Trecho do texto =
....

1 - Silvia Pereira de Castro Casa Nova UNIVERSIDADE DE SÃO PAULO (USP) - Faculdade de Economia Administração e Contabilidade
Reumo
O interesse sobre o tema de gênero, incomum para alguns em uma escola de negócios, nasce de uma provocação, pois durante muito tempo, antes que eu mesma me convencesse disso, um querido colega e amigo me dizia: “Você é a pessoa para pesquisar esse assunto!” E por que eu resistia? Ora, essa é uma longa história, que pretendo contar nesse relato. E por isso prometo um relato um tanto incomum. Incomum pois acredito que, depois de pedir a tantas mulheres para exporem e falarem de suas experiências em tantas pesquisas e trabalhos que tenho desenvolvido depois dessa provocação.
Deixo claro ainda e desde já que tenho feito parte do problema que me propus a analisar. E isso pode para algumas pessoas ser entendido como um viés para a pesquisa que tenho desenvolvido. E até por isso eu me sinto na obrigação de explicitá-lo. Mas apresento-o, na verdade e em meu entendimento, como a lente através da qual tenho examinado a questão. No entanto, sua relevância vem ademais de nos permitir contar a nossa história com a nossa própria voz, de não deixar que ela seja contada por outras pessoas, “a comunicar a sua própria visão de mundo” (Blay, 2004).
Os relatos, histórias orais e registros autobiográficos ainda são raros na literatura em contabilidade e em negócios no Brasil. Apesar de estarem presentes no exterior, especialmente em áreas em que são importantes para revelar as experiências de grupos não-hegemônicos (Haynes, 2006, 2010; Dambrin & Lambert, 2012) e para refletir sobre experiências pessoas em tempo de crise (Clavijo, 2020), no país, enfrentam ainda certa desconfiança, advinda do crescimento ainda muito recente de pesquisas qualitativas, em outras abordagens, tais como a interpretativa e a crítica.

....

Linhas fornecidas =
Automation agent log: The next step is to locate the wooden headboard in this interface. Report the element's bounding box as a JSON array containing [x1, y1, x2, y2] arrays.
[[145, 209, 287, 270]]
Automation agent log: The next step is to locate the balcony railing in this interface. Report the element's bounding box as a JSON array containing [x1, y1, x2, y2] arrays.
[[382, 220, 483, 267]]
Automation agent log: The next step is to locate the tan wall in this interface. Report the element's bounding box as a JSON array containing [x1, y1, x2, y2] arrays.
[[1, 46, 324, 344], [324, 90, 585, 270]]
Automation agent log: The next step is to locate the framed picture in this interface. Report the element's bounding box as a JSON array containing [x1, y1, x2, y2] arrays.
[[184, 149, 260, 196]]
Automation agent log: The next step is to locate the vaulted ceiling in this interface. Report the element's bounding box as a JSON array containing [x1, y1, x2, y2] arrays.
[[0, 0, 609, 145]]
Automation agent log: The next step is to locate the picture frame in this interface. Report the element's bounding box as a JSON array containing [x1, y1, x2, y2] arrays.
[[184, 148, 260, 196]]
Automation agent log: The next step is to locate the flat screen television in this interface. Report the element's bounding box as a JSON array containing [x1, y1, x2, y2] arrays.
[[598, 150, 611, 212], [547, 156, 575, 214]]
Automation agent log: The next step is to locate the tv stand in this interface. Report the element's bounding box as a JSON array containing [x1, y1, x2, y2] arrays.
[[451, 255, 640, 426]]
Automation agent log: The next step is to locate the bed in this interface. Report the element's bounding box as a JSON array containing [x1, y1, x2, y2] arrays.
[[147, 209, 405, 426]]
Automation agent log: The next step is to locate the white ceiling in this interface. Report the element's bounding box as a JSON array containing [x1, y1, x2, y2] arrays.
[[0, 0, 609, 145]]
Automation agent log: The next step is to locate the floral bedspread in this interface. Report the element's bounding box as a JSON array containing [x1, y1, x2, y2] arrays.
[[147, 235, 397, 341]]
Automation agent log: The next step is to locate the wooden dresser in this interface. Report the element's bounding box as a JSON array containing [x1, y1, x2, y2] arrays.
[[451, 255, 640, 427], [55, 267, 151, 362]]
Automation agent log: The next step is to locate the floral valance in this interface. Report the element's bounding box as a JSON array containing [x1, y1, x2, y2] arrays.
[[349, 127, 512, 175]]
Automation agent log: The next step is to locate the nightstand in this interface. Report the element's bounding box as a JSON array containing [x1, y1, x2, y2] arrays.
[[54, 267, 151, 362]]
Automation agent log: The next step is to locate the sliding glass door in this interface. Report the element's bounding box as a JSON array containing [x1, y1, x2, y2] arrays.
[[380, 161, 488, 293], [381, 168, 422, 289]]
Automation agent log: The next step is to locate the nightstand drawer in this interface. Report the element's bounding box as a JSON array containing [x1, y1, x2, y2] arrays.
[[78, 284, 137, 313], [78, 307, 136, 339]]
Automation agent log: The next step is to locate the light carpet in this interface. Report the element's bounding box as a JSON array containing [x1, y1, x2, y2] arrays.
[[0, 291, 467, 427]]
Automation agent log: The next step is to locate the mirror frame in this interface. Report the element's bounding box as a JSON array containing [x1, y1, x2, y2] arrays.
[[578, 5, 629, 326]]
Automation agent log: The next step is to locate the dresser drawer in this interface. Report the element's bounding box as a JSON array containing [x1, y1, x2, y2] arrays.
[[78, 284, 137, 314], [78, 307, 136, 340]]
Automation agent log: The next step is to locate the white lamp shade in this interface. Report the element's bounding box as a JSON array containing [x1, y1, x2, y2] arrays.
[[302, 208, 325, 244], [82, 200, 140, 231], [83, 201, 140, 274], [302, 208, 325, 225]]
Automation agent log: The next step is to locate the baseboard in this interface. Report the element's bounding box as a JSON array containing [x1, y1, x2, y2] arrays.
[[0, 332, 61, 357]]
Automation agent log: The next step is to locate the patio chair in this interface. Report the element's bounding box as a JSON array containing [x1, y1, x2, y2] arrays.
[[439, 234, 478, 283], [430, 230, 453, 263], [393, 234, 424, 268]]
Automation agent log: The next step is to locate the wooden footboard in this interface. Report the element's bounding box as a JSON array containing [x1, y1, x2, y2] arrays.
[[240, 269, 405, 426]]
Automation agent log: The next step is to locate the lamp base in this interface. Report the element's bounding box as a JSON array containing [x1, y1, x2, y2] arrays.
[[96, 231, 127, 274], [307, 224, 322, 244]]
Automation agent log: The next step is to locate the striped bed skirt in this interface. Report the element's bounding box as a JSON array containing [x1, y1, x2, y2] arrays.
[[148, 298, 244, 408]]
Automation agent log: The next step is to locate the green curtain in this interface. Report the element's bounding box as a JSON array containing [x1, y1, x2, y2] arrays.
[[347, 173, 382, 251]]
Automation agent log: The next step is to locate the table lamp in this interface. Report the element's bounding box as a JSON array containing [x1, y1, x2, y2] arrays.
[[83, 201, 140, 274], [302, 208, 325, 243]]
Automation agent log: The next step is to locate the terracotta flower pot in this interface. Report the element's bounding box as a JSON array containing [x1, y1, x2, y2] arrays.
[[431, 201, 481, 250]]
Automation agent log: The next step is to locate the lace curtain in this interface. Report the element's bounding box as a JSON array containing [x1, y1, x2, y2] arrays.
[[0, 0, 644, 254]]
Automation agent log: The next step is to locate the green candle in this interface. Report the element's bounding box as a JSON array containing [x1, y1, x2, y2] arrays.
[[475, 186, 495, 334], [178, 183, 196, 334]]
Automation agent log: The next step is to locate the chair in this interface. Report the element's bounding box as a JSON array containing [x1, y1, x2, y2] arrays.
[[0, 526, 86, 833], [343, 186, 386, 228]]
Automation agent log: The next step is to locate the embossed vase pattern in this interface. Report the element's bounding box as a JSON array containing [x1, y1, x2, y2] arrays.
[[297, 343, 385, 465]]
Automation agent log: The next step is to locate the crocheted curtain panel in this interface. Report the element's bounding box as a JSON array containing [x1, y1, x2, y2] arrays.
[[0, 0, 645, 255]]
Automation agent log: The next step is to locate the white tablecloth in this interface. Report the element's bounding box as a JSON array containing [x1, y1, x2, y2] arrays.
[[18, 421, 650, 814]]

....

Enunciado = Segundo o trecho do texto, de onde advém a desconfiança que os relatos e registros autobiográficos ainda enfrentam no Brasil?

Resposta = Do crescimento ainda muito recente de pesquisas qualitativas em outras abordagens, como a interpretativa e a crítica.